Source material:
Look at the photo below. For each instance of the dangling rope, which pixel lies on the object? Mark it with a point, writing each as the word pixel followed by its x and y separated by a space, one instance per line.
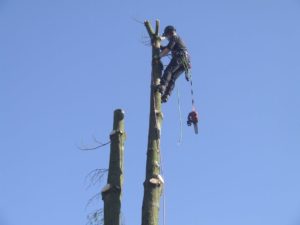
pixel 180 118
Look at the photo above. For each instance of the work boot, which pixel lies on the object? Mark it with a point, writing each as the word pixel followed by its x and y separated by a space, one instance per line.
pixel 165 98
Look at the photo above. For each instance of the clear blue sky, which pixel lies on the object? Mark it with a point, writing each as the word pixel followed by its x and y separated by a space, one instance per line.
pixel 66 65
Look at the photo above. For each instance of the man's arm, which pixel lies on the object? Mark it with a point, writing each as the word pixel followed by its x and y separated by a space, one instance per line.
pixel 164 52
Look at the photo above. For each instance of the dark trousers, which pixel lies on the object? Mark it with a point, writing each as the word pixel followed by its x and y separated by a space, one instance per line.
pixel 175 68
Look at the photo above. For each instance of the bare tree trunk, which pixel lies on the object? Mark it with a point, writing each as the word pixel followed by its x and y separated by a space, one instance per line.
pixel 111 193
pixel 154 181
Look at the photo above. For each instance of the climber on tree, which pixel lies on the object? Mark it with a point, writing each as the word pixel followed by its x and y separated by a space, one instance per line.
pixel 179 63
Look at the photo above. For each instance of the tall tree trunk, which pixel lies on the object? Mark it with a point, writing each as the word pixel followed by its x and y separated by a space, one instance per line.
pixel 154 181
pixel 111 193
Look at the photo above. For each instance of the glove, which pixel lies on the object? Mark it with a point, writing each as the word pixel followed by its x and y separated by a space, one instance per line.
pixel 162 47
pixel 157 57
pixel 187 77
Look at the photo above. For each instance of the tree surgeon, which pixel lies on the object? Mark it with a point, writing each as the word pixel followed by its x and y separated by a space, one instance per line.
pixel 179 63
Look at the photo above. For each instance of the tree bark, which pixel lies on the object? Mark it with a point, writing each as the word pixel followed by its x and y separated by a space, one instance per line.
pixel 153 182
pixel 111 193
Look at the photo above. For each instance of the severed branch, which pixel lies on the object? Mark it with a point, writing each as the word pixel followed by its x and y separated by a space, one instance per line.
pixel 95 218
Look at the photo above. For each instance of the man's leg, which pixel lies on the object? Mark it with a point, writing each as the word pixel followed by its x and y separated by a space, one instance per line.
pixel 168 74
pixel 171 83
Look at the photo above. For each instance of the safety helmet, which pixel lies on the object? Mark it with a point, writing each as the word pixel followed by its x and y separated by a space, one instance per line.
pixel 168 30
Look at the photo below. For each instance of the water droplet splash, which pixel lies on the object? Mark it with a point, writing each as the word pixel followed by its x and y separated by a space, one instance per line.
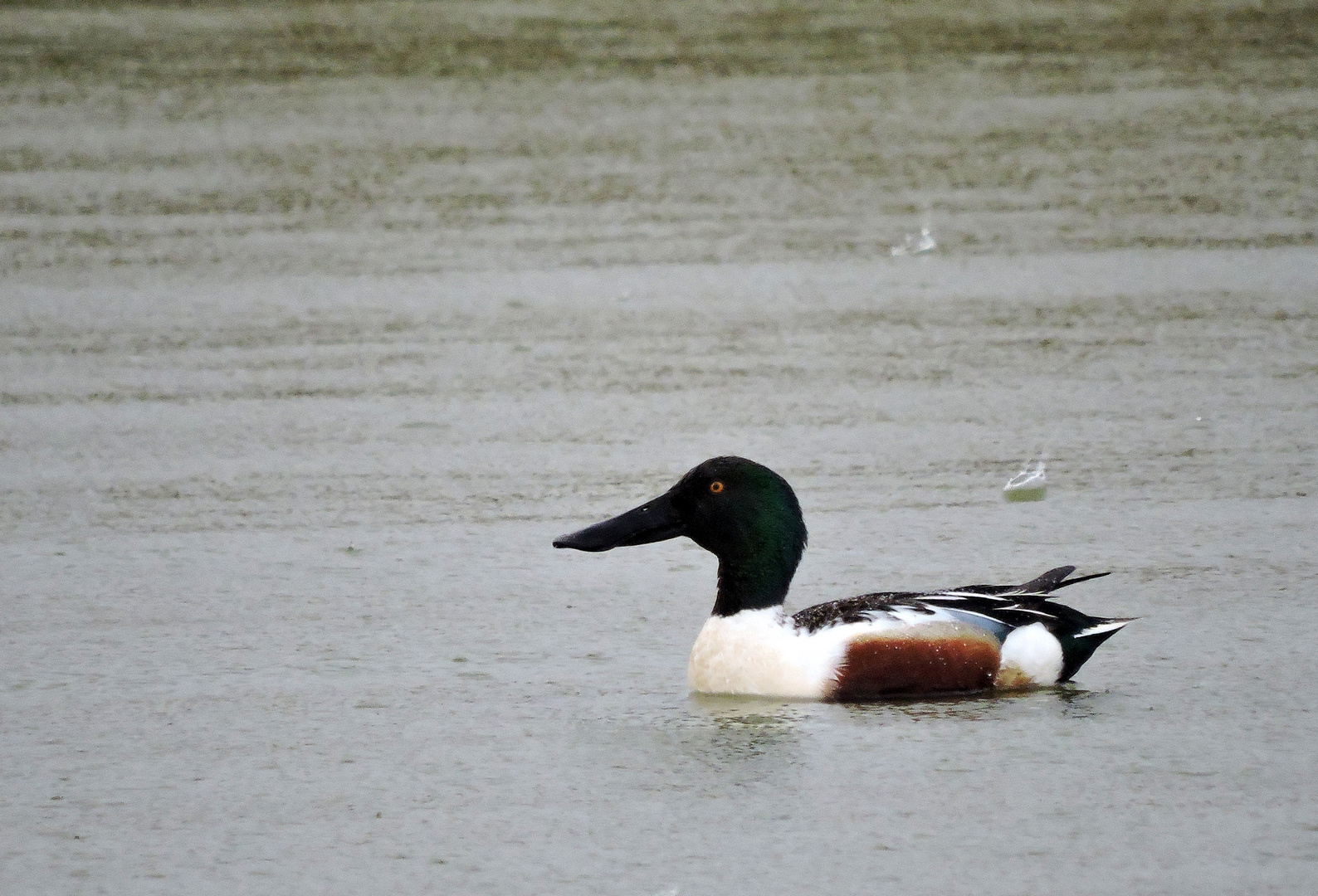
pixel 914 244
pixel 1030 484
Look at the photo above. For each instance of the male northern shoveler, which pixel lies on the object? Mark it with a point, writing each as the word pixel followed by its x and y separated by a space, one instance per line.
pixel 873 646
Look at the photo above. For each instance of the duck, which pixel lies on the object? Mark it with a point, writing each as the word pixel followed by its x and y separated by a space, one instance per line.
pixel 876 646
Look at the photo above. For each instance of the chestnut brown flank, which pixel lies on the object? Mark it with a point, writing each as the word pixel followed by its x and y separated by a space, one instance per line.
pixel 886 667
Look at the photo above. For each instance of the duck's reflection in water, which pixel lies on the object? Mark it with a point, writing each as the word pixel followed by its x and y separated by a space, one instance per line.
pixel 1065 700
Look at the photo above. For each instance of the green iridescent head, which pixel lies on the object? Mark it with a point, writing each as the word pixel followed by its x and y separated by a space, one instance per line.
pixel 741 512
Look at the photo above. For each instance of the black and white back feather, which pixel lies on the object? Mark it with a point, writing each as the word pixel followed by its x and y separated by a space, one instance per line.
pixel 999 609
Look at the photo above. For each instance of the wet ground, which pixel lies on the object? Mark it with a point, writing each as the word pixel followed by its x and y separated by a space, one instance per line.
pixel 313 342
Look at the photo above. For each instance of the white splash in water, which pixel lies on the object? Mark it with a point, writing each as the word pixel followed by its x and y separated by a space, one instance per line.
pixel 916 243
pixel 1030 484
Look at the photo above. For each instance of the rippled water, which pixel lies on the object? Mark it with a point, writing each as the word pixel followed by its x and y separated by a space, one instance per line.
pixel 304 369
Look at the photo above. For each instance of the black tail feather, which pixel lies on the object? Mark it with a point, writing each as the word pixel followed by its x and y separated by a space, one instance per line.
pixel 1049 582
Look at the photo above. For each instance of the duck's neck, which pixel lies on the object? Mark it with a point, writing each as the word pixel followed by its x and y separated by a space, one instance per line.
pixel 753 585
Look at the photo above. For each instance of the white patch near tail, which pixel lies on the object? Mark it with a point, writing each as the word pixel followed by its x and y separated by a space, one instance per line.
pixel 1030 655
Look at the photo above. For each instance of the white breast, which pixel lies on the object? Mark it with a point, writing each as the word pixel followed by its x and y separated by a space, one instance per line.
pixel 1031 655
pixel 758 652
pixel 762 652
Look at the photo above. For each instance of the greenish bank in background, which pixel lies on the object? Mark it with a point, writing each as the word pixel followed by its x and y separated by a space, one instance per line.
pixel 434 136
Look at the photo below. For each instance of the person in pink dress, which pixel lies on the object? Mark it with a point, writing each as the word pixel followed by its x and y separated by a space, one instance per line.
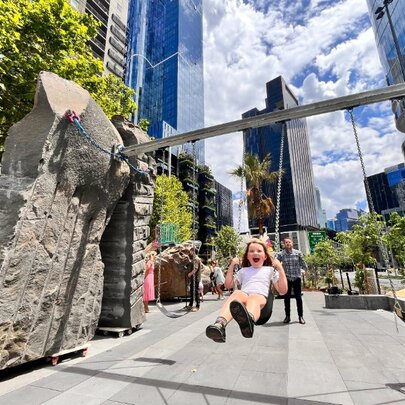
pixel 149 281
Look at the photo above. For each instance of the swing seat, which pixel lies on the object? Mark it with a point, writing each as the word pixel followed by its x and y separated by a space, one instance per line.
pixel 267 310
pixel 399 312
pixel 169 314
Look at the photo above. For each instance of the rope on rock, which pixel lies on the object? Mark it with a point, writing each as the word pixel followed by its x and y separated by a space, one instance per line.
pixel 116 154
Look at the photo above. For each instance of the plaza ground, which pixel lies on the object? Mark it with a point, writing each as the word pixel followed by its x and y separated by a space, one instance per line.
pixel 338 357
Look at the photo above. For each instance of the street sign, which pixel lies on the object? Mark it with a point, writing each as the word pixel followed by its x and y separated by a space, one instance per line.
pixel 314 238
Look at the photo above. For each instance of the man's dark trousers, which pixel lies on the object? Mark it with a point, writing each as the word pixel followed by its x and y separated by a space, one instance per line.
pixel 194 293
pixel 296 286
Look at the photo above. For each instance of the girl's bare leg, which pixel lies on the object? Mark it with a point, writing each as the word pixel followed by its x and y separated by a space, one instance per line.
pixel 237 295
pixel 254 304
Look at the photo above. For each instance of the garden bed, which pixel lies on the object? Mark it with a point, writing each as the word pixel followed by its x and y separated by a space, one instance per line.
pixel 361 301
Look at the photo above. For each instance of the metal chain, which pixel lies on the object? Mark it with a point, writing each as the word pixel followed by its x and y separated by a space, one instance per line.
pixel 162 188
pixel 381 245
pixel 278 197
pixel 242 195
pixel 194 217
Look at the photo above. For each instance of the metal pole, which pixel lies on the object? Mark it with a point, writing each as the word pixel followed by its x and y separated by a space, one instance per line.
pixel 377 281
pixel 341 277
pixel 348 281
pixel 341 103
pixel 394 37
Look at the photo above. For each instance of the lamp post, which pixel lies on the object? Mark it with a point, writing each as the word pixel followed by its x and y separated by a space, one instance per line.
pixel 380 11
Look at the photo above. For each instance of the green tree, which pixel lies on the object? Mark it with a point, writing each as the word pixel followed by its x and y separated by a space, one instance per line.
pixel 256 172
pixel 327 257
pixel 227 243
pixel 50 35
pixel 170 206
pixel 395 239
pixel 361 246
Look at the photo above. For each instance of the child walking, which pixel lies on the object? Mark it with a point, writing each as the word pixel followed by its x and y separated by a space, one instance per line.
pixel 244 305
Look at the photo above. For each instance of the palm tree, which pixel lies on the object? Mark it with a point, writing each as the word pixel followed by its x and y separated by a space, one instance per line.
pixel 255 172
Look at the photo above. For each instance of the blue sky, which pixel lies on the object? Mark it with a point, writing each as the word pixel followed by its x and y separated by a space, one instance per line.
pixel 323 49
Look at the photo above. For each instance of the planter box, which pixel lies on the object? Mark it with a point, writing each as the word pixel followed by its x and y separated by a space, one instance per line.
pixel 371 302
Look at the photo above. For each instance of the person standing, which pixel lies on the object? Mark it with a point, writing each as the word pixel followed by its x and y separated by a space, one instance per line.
pixel 219 279
pixel 293 262
pixel 149 281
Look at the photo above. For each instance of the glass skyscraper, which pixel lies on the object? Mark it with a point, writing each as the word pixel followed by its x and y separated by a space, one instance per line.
pixel 165 66
pixel 297 205
pixel 385 34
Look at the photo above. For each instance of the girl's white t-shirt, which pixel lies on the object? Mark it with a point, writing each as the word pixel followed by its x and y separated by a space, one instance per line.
pixel 257 280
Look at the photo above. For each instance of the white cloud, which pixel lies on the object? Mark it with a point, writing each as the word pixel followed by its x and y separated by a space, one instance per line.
pixel 327 49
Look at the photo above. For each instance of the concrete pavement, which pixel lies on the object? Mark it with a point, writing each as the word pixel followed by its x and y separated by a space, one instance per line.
pixel 338 357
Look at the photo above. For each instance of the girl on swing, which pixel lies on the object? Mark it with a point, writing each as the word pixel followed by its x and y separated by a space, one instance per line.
pixel 244 305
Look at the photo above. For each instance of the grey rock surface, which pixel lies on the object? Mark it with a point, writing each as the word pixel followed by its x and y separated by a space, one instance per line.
pixel 57 193
pixel 124 240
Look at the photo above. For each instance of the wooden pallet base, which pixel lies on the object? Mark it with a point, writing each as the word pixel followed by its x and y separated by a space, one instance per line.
pixel 80 350
pixel 119 332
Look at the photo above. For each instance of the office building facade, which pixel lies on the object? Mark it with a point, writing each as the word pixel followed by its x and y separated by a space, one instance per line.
pixel 110 44
pixel 224 206
pixel 298 209
pixel 388 36
pixel 165 66
pixel 346 218
pixel 387 190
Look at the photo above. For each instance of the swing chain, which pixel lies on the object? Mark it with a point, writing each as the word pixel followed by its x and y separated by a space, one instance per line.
pixel 159 233
pixel 242 194
pixel 194 215
pixel 380 243
pixel 278 197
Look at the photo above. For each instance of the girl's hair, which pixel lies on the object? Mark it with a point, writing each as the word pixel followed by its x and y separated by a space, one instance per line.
pixel 267 262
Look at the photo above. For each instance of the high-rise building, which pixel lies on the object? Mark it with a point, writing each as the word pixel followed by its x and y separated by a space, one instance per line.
pixel 388 22
pixel 297 204
pixel 320 213
pixel 224 206
pixel 387 190
pixel 165 66
pixel 110 44
pixel 346 218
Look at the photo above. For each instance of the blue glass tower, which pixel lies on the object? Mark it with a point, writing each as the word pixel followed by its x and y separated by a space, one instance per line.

Prompt:
Give back exactly the lines from the one that contains "Look at the photo above. For each instance of the high-rise" to the end of the material, both ends kept, and no other line.

Response to the exercise:
Look at the photo above. For each instance of the high-rise building, which pixel lies on the object? Mark it with a point, writing each as the word pixel followed by its x and y separated by a space, one instance per line.
pixel 388 22
pixel 297 204
pixel 320 213
pixel 224 206
pixel 387 190
pixel 165 66
pixel 110 44
pixel 346 218
Look at the photo above. For each instance of the blue glass tower, which pixel lies on the object? Mark it with a point, writing each as the word pixel followed by its x and y separated by a space, one instance per line.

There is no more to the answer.